*** Opening of QUOTED PASSAGE ***

Long days went into both the letter and subsequent petition, as the writers pored over every word. They edited each other, surveyed their peers, and made revisions after careful deliberation. In addition to conferring amongst each other, they met individually and in groups with current teachers, Board members, and other alumni/ae. They reached out to external DEI facilitators for their feedback. They organized a virtual event in July providing the Commonwealth community space to talk. And they balanced these efforts with their existing lives and responsibilities. 

Yet, even as students, parents, board members, and alumni/ae rallied to sign and support the petition, Blaise and her fellow writers still experienced pushback from others throughout the community. They were told they shouldn’t be so angry. They should be grateful. And they should watch their tone. 

There was a misconception, too, Blaise says, that the petitioners wanted the school to fail. 

“I didn't write this [letter and petition] because I'm angry about Commonwealth,” Blaise says. “The only reason why I'm doing this is not for Commonwealth the entity as much as it is for the people going through the school. People like me.”

*** Close of QUOTED PASSAGE ***
*** Opening of DATA ***

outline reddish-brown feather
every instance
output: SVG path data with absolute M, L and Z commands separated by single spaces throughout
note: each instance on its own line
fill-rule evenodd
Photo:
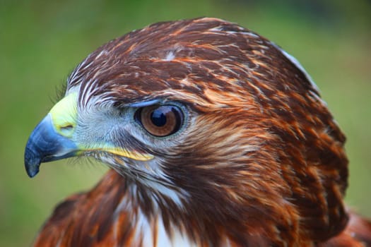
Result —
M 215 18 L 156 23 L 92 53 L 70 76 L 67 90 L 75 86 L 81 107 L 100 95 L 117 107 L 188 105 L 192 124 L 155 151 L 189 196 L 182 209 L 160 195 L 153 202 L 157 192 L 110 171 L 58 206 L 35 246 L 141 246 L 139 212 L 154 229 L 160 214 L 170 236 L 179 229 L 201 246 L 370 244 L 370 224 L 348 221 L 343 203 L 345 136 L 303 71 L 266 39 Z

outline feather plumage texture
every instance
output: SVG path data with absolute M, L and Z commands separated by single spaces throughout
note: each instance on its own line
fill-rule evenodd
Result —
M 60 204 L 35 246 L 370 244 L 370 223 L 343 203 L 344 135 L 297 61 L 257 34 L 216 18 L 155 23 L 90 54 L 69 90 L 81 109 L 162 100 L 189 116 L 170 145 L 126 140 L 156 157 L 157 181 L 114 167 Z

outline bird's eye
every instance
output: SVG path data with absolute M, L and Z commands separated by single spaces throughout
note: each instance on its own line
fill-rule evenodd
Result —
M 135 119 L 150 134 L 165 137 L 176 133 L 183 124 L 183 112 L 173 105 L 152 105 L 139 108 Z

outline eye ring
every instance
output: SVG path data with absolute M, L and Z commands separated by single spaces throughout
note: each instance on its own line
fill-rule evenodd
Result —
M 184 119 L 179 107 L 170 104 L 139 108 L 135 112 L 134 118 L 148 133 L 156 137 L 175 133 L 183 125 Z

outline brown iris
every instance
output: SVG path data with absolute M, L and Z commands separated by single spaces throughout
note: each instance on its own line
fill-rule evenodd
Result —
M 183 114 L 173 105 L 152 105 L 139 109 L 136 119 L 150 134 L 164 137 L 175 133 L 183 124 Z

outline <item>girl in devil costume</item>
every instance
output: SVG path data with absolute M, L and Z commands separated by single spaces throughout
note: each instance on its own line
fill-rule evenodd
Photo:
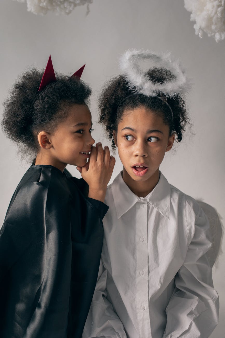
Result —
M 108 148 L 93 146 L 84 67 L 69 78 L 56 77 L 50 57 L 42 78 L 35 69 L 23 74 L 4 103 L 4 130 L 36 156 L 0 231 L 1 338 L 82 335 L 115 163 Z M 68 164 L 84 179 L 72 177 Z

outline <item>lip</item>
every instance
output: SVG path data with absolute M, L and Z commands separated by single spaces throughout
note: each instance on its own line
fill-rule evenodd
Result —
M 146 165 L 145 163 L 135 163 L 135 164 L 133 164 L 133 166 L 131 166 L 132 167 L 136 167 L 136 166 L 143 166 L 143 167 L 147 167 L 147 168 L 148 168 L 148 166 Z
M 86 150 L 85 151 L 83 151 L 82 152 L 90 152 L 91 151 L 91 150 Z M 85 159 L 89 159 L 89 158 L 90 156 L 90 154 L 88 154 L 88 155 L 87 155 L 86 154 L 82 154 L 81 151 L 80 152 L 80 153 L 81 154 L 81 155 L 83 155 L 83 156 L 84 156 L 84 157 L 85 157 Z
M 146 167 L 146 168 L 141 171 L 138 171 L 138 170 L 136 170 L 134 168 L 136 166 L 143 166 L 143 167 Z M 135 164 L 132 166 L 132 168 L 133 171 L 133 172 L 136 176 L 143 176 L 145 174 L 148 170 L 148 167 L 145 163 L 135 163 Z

*** Close of DATA ***
*** Opening of DATA ***

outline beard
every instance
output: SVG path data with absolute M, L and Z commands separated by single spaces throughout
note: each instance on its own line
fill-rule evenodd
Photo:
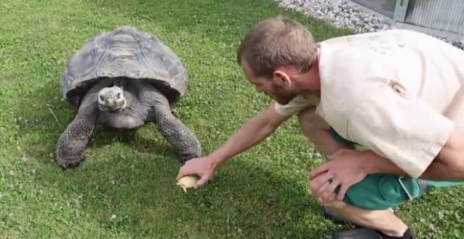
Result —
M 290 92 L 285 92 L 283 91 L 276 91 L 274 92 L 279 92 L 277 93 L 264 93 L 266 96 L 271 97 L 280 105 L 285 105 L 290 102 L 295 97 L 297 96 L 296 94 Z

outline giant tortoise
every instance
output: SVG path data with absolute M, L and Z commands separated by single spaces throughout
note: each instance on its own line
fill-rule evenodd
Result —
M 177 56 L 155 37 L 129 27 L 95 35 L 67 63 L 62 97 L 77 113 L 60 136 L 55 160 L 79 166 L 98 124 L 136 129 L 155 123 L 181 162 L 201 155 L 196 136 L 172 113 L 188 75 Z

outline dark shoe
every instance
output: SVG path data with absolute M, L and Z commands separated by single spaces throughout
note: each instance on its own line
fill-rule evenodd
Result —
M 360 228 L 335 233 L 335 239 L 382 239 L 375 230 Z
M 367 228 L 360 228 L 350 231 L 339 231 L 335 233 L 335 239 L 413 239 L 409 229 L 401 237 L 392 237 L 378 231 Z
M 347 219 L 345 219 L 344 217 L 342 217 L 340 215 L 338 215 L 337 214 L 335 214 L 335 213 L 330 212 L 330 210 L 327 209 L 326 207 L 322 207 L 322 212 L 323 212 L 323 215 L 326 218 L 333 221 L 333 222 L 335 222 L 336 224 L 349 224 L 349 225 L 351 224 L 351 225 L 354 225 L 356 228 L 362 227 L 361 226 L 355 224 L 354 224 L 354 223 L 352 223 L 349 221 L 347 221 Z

*** Close of DATA ***

▶ PROBLEM 1
Transcribe the stretch of the Commonwealth petition passage from "Yet, even as" through "school to fail.".
▶ PROBLEM 2
Does the Commonwealth petition passage agree with each statement below? Answer yes or no for each, quoting the words of the passage that decide it.
(a) The writers sought feedback from external DEI facilitators.
(b) The virtual event for the Commonwealth community took place in August.
(c) Blaise says she wrote the letter and petition because she is angry about Commonwealth.
▶ PROBLEM 3
In the Commonwealth petition passage, what were the writers told they should watch?

▶ EXPECTED OUTPUT 1
Yet, even as students, parents, board members, and alumni/ae rallied to sign and support the petition, Blaise and her fellow writers still experienced pushback from others throughout the community. They were told they shouldn’t be so angry. They should be grateful. And they should watch their tone. 

There was a misconception, too, Blaise says, that the petitioners wanted the school to fail.

▶ EXPECTED OUTPUT 2
(a) Yes: "They reached out to external DEI facilitators for their feedback."
(b) No: "They organized a virtual event in July providing the Commonwealth community space to talk."
(c) No: "I didn't write this [letter and petition] because I'm angry about Commonwealth"

▶ EXPECTED OUTPUT 3
Their tone.